## Work to complete
Pictures aside, return every line below exactly as written.

## Listed records
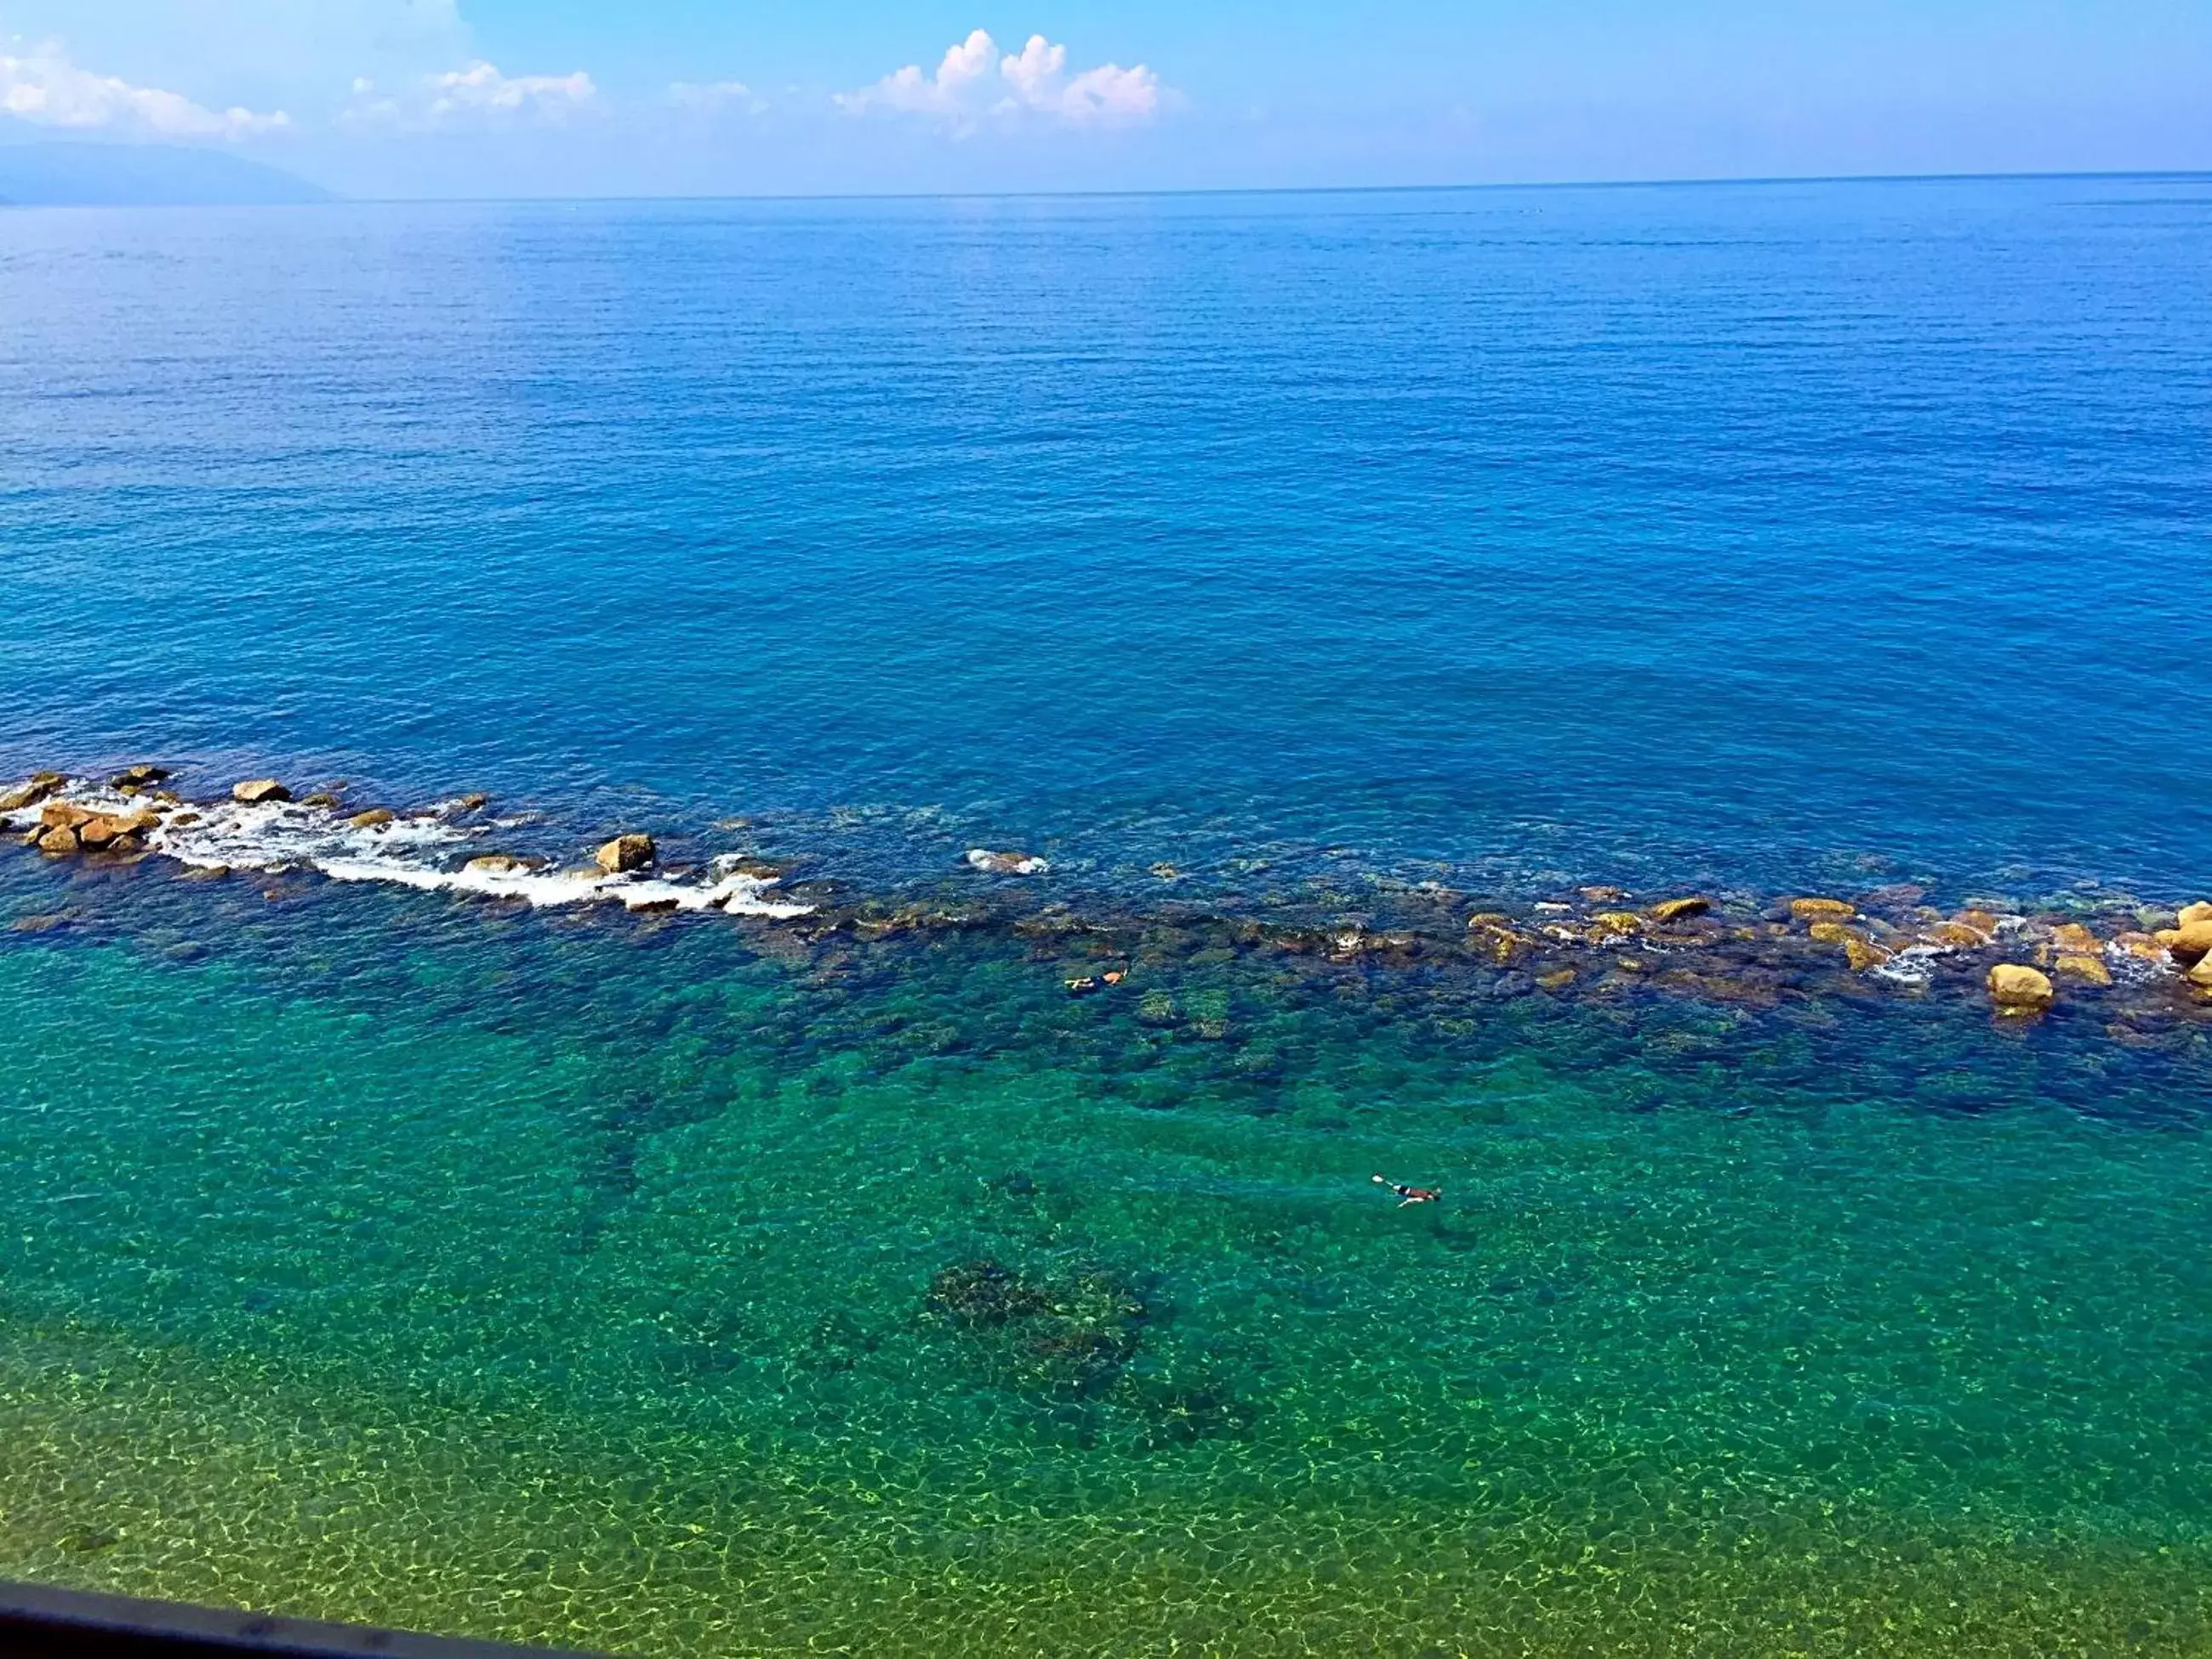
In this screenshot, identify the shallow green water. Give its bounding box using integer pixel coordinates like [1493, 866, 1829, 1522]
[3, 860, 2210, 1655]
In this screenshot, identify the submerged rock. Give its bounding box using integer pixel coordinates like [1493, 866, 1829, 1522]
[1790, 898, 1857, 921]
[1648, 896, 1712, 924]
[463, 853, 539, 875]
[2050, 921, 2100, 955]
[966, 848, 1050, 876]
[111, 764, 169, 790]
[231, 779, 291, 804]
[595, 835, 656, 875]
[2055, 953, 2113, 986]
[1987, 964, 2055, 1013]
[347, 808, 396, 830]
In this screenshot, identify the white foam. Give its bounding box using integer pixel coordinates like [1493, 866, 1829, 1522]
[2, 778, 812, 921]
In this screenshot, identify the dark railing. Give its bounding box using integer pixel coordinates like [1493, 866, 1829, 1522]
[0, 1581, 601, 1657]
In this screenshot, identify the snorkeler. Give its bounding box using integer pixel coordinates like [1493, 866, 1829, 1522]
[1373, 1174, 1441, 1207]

## Task response
In this screenshot, identify the shallow green water. Give its bounding box using integer pixel coordinates like [1493, 866, 1829, 1522]
[3, 860, 2210, 1655]
In this screenshot, identify the submerged rock. Give its bounding box using integer pixel coordinates like [1493, 866, 1829, 1522]
[1790, 898, 1857, 921]
[1648, 896, 1712, 924]
[463, 853, 539, 875]
[2050, 921, 2100, 955]
[966, 848, 1050, 876]
[111, 764, 169, 790]
[231, 779, 291, 804]
[595, 835, 656, 875]
[2055, 953, 2113, 986]
[1987, 964, 2055, 1013]
[347, 808, 396, 830]
In this screenshot, identify the white foam. Give its bounding box using integer pixel coordinates like [1493, 866, 1829, 1522]
[2, 778, 812, 921]
In this screenshot, identify the dark railing. Give its bounding box using integer pixel coordinates like [1493, 866, 1829, 1522]
[0, 1581, 601, 1657]
In this screenshot, identify the snorkeler. Give its bounding box using integer pixel coordinates like [1493, 866, 1829, 1522]
[1373, 1174, 1441, 1207]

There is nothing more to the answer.